--- Objective ---
In the records below, swap "wildlife scouting" for "urban surveying" wherever it occurs and write out the lines again with everything else unchanged. Leave the pictures out.

Location labeling records
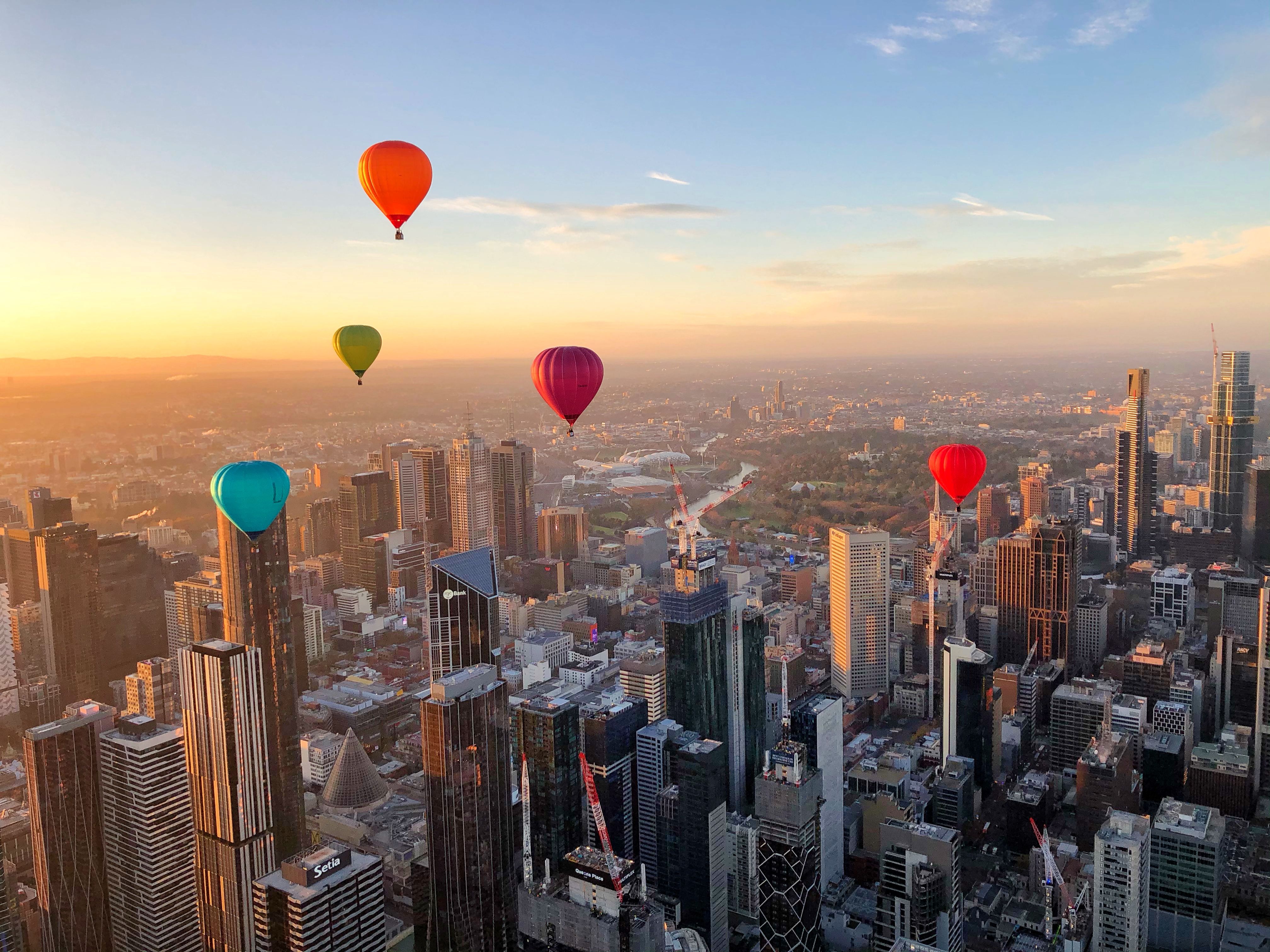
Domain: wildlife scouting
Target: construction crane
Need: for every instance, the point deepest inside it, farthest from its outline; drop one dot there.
(525, 819)
(1052, 878)
(690, 526)
(601, 827)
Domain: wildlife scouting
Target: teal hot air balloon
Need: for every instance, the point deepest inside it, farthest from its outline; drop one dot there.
(251, 494)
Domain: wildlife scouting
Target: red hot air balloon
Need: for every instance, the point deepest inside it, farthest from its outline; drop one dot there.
(958, 468)
(568, 379)
(397, 177)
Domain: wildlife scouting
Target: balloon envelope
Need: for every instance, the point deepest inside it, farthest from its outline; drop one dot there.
(958, 468)
(397, 176)
(568, 379)
(358, 347)
(251, 494)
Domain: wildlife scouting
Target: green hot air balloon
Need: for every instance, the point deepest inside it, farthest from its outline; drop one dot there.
(358, 347)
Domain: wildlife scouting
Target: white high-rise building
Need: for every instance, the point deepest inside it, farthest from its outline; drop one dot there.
(859, 611)
(472, 518)
(817, 723)
(1122, 884)
(8, 666)
(149, 836)
(228, 761)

--- Output below ---
Domain: urban surveying
Target: construction crane
Need: for every instance, the point deepest inside it, farthest from its outline; drop one dot there.
(525, 819)
(1052, 878)
(690, 526)
(601, 827)
Domain: urban surveying
Target: teal hot air balloon
Need: for every instance, the point deepest inside it, farthest from its outline; drop one dot there.
(251, 494)
Domain: urban surveying
Target: red hot air balloon
Need: for every instance, the point deepest inside it, farthest from its outline; drop one dot there.
(958, 468)
(568, 379)
(397, 177)
Domain: urban surveying
Target: balloon envelope
Need: for every instance, the point deepest inside it, farthest from its outline; drop one dot there.
(958, 468)
(397, 176)
(568, 379)
(358, 347)
(251, 494)
Domain: urban surveying
Target: green hot air balloon
Need: for every instance, the point deepest inside it, farthest from its outline; drop one dot there.
(358, 347)
Domain: urban surveying
Target: white high-rise building
Need: for every instance, the point deepest inside it, farthest from its outline; drop one dot there.
(859, 611)
(472, 518)
(817, 723)
(1122, 884)
(8, 666)
(149, 836)
(228, 761)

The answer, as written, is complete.